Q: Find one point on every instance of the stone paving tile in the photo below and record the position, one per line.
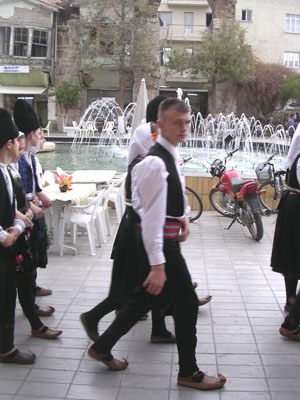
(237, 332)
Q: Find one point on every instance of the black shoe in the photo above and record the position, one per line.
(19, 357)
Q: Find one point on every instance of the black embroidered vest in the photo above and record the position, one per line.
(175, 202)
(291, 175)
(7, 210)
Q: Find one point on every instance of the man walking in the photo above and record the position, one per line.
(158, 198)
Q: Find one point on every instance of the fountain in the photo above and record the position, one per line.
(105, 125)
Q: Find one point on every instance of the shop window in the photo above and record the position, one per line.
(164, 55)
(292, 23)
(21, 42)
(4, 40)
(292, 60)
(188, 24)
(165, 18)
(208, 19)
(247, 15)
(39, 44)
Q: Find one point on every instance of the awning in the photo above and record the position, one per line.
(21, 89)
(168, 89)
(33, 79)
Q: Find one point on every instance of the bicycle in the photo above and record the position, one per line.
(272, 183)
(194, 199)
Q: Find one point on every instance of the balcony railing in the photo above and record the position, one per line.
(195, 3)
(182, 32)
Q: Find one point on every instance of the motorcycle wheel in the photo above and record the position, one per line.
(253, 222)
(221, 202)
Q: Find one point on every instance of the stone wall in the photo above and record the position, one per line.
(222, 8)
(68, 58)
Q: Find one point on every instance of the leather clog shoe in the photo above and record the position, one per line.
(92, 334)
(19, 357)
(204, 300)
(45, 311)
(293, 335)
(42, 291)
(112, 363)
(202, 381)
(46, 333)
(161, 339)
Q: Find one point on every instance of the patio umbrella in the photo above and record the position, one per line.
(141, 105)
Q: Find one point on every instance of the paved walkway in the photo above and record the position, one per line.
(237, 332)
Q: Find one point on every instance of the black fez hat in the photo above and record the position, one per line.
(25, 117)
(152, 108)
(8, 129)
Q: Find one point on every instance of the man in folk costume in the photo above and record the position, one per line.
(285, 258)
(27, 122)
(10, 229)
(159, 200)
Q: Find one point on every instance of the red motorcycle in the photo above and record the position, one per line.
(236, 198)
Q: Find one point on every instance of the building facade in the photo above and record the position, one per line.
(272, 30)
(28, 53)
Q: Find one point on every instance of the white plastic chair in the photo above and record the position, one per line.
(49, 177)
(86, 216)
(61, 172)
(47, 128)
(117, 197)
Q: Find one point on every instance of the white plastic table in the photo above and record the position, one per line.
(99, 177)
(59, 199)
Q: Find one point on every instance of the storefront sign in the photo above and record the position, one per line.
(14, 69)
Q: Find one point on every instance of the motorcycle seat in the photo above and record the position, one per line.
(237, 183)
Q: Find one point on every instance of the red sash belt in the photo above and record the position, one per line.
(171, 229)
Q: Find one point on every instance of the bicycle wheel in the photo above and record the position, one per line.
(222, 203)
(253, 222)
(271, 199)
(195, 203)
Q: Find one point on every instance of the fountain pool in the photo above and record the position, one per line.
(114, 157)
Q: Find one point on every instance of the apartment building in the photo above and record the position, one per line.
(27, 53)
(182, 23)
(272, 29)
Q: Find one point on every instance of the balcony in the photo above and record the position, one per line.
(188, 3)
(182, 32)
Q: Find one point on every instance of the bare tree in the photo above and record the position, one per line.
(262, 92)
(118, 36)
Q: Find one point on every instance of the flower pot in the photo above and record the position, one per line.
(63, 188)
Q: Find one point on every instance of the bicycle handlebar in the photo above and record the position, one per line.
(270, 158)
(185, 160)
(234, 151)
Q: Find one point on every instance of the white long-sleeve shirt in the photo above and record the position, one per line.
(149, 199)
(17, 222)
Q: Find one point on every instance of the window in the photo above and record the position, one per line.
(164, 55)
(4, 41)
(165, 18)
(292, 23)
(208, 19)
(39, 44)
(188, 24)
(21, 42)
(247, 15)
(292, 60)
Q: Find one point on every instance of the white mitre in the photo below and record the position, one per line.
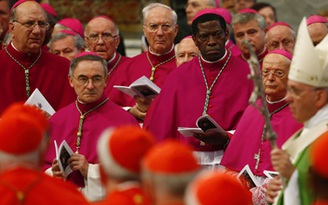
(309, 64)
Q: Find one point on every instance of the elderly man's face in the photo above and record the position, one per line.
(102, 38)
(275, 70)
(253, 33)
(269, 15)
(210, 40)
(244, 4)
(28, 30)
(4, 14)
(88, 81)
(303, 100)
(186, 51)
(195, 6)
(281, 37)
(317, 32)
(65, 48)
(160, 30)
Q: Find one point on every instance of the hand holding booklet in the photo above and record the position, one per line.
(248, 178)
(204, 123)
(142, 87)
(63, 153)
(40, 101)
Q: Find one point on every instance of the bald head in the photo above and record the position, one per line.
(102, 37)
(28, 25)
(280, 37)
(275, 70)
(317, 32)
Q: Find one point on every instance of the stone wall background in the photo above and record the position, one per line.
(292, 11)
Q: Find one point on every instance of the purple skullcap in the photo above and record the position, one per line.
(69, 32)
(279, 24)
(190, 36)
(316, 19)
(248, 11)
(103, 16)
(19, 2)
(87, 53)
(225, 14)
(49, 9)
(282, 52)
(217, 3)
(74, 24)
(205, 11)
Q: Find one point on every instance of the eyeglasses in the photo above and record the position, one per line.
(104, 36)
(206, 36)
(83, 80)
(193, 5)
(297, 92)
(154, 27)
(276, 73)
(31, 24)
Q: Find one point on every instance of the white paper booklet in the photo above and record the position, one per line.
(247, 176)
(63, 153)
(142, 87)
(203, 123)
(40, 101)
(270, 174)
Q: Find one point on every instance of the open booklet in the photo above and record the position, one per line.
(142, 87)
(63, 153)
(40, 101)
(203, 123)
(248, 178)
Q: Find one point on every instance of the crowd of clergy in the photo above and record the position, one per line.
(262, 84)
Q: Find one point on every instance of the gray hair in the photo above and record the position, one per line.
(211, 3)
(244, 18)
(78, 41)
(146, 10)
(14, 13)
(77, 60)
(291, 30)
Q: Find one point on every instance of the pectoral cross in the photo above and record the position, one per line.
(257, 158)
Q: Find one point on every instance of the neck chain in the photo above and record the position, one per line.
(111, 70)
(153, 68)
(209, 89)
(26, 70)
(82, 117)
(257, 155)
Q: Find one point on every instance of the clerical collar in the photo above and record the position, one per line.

= TASK TO CARRY OUT =
Give the listing above as a Markdown table with the columns "Entry" and "Text": one row per line, numbered in order under "Entry", with the line itself under "Text". Leave out blank lines and the pictures.

= SOLUTION =
| Entry | Text |
|---|---|
| 1 | Q: Find one point on every instance of the stone paving tile in the photo below and record the position, one per line. |
| 2 | (237, 332) |
| 3 | Q: Find one point on every instance of the black shoe in the photo above and record the position, one per line. |
| 4 | (19, 357) |
| 5 | Q: Find one point on every instance of the black embroidered vest in the photo above and record the position, one per line. |
| 6 | (175, 202) |
| 7 | (291, 175) |
| 8 | (7, 210) |
| 9 | Q: Find one point on every instance of the man walking in the photo above and record the position, one per line. |
| 10 | (158, 198) |
| 11 | Q: Find one point on every instance of the fountain in the photo above and record the position, one per line. |
| 12 | (105, 125) |
| 13 | Q: Find one point on every instance of the shop window in the photo above and record the position, one per line. |
| 14 | (164, 55) |
| 15 | (292, 23) |
| 16 | (21, 42) |
| 17 | (4, 40) |
| 18 | (292, 60) |
| 19 | (188, 24) |
| 20 | (165, 18) |
| 21 | (208, 19) |
| 22 | (247, 15) |
| 23 | (39, 44) |
| 24 | Q: Find one point on every instance of the awning in the photo above and record the position, one per line. |
| 25 | (21, 89) |
| 26 | (168, 89) |
| 27 | (33, 79) |
| 28 | Q: Find one point on every instance of the bicycle in the photo above and record the position, one per line. |
| 29 | (272, 183) |
| 30 | (194, 199) |
| 31 | Q: Find one point on every instance of the balcony railing in the photo above and record the position, one per line. |
| 32 | (195, 3) |
| 33 | (182, 32) |
| 34 | Q: Find one point on every instance of the motorcycle wheel in the photo above and record the position, one per line. |
| 35 | (253, 222) |
| 36 | (221, 202) |
| 37 | Q: Find one point on every instance of the stone wall in the photo above and record the position, one per line. |
| 38 | (222, 8) |
| 39 | (68, 58) |
| 40 | Q: Find one point on every instance of the leather clog shoe in the photo above and record the position, one per line. |
| 41 | (92, 334) |
| 42 | (19, 357) |
| 43 | (204, 300) |
| 44 | (45, 311) |
| 45 | (293, 335) |
| 46 | (42, 291) |
| 47 | (112, 363) |
| 48 | (202, 381) |
| 49 | (46, 333) |
| 50 | (161, 339) |
| 51 | Q: Find one point on every instance of the patio umbrella in the photo above and record the position, one per line. |
| 52 | (141, 105) |
| 53 | Q: Find one point on every instance of the paved walkway in the photo above and record the position, one per line. |
| 54 | (237, 332) |
| 55 | Q: Find one point on every instance of the black fez hat in the photo above and record the position, one per line. |
| 56 | (25, 117) |
| 57 | (152, 108) |
| 58 | (8, 129) |
| 59 | Q: Find one point on every instance of the man in folk costume in the photo above and record the position, one per line. |
| 60 | (285, 258) |
| 61 | (27, 122) |
| 62 | (10, 229) |
| 63 | (159, 200) |
| 64 | Q: Find one point on every instance of the red motorcycle in the photo above and record the position, one per line. |
| 65 | (236, 198) |
| 66 | Q: Find one point on every instance of the building facade in the photo above and record the position, one per line. |
| 67 | (272, 30) |
| 68 | (28, 53) |
| 69 | Q: Find one point on every instance of the white plastic chair in the photo above and record the position, one per line. |
| 70 | (49, 177) |
| 71 | (86, 216) |
| 72 | (61, 172) |
| 73 | (47, 128) |
| 74 | (117, 197) |
| 75 | Q: Find one point on every instance of the white plastic table in the photo above and record the position, one per line. |
| 76 | (99, 177) |
| 77 | (59, 199) |
| 78 | Q: Find one point on every instance of the storefront sign in the photo above and record the position, one per line. |
| 79 | (14, 69) |
| 80 | Q: Find one point on every instance of the motorcycle seat in the photo above and record the position, one per line. |
| 81 | (237, 183) |
| 82 | Q: Find one point on every instance of the red sash belt in the photo above and record the position, one per line. |
| 83 | (171, 229) |
| 84 | Q: Find one point on every instance of the bicycle wheel in the photo above and record the position, one per line. |
| 85 | (222, 203) |
| 86 | (253, 222) |
| 87 | (271, 199) |
| 88 | (195, 203) |
| 89 | Q: Find one point on every instance of the fountain pool in the photo above and record the position, one per line. |
| 90 | (114, 157) |
| 91 | Q: Find one point on every instance of the apartment building in the photo above and record the position, one per line. |
| 92 | (27, 53) |
| 93 | (182, 23) |
| 94 | (272, 29) |
| 95 | Q: Find one point on every instance of the balcony in the photo above and record the position, one per line. |
| 96 | (188, 3) |
| 97 | (182, 32) |
| 98 | Q: Find one point on every instance of the bare tree in the photo above and record the position, one per line. |
| 99 | (262, 92) |
| 100 | (118, 36) |
| 101 | Q: Find one point on every instance of the flower pot in the photo above and record the position, one per line. |
| 102 | (63, 188) |
| 103 | Q: Find one point on every instance of the bicycle handlebar in the photo above and record the position, one per line. |
| 104 | (270, 158) |
| 105 | (185, 160) |
| 106 | (234, 151) |
| 107 | Q: Find one point on every instance of the white long-sleeve shirt in the photo above and record the position, one per line. |
| 108 | (149, 199) |
| 109 | (17, 222) |
| 110 | Q: Find one point on every instance of the window in the photo above and record the position, one per line. |
| 111 | (164, 55) |
| 112 | (4, 41) |
| 113 | (165, 18) |
| 114 | (292, 23) |
| 115 | (208, 19) |
| 116 | (39, 44) |
| 117 | (188, 24) |
| 118 | (21, 42) |
| 119 | (247, 15) |
| 120 | (292, 60) |
| 121 | Q: Find one point on every instance of the white mitre in the photo below and record the position, one per line. |
| 122 | (309, 64) |
| 123 | Q: Find one point on every instance of the elderly man's face in the photo above and record the position, one per line. |
| 124 | (102, 38) |
| 125 | (275, 70) |
| 126 | (253, 33) |
| 127 | (269, 15) |
| 128 | (210, 40) |
| 129 | (244, 4) |
| 130 | (28, 30) |
| 131 | (4, 14) |
| 132 | (88, 81) |
| 133 | (303, 100) |
| 134 | (186, 51) |
| 135 | (195, 6) |
| 136 | (281, 37) |
| 137 | (317, 32) |
| 138 | (65, 48) |
| 139 | (160, 30) |
| 140 | Q: Find one point on every instance of the hand holding booklet in the photo above and record the position, one per line. |
| 141 | (248, 178) |
| 142 | (204, 123) |
| 143 | (142, 87) |
| 144 | (63, 153) |
| 145 | (40, 101) |
| 146 | Q: Find one point on every instance of the bald head in the photo above and record the position, one per line. |
| 147 | (102, 37) |
| 148 | (28, 25) |
| 149 | (280, 37) |
| 150 | (275, 70) |
| 151 | (317, 32) |
| 152 | Q: Find one point on every instance of the stone wall background in the photo above and record the position, one per line. |
| 153 | (292, 11) |
| 154 | Q: Find one point on every instance of the purple skullcap in the photo above and record the position, one per line. |
| 155 | (69, 32) |
| 156 | (279, 24) |
| 157 | (190, 36) |
| 158 | (316, 19) |
| 159 | (248, 11) |
| 160 | (103, 16) |
| 161 | (19, 2) |
| 162 | (87, 53) |
| 163 | (225, 14) |
| 164 | (49, 9) |
| 165 | (282, 52) |
| 166 | (217, 3) |
| 167 | (74, 24) |
| 168 | (205, 11) |
| 169 | Q: Find one point on every instance of the eyeglasses in the photo above and record the position, one per line. |
| 170 | (104, 36) |
| 171 | (206, 36) |
| 172 | (83, 80) |
| 173 | (193, 5) |
| 174 | (297, 92) |
| 175 | (154, 27) |
| 176 | (276, 73) |
| 177 | (31, 24) |
| 178 | Q: Find one point on every instance of the white paper booklet in the photo above and record the position, one per line. |
| 179 | (247, 176) |
| 180 | (63, 153) |
| 181 | (142, 87) |
| 182 | (203, 123) |
| 183 | (40, 101) |
| 184 | (270, 174) |
| 185 | Q: Find one point on every instance of the open booklet in the photo above and record the position, one per line. |
| 186 | (142, 87) |
| 187 | (63, 153) |
| 188 | (40, 101) |
| 189 | (203, 123) |
| 190 | (248, 178) |
| 191 | Q: Find one point on every instance of the crowd of clergy in the photo above and record the position, one per line. |
| 192 | (262, 84) |
| 193 | Q: Find one point on every instance of the gray hair in the photo above and record the position, one per line. |
| 194 | (211, 3) |
| 195 | (244, 18) |
| 196 | (78, 41) |
| 197 | (146, 10) |
| 198 | (14, 13) |
| 199 | (77, 60) |
| 200 | (291, 30) |
| 201 | Q: Find one point on every instance of the pectoral cross in the photo above and record the position, one per line. |
| 202 | (257, 158) |
| 203 | Q: Find one point on every instance of the neck chain in the photo above and record the position, one per line. |
| 204 | (111, 70) |
| 205 | (153, 68) |
| 206 | (209, 89) |
| 207 | (26, 70) |
| 208 | (82, 117) |
| 209 | (257, 155) |
| 210 | Q: Find one point on every instance of the clerical collar in the photo above and record the position, one per line. |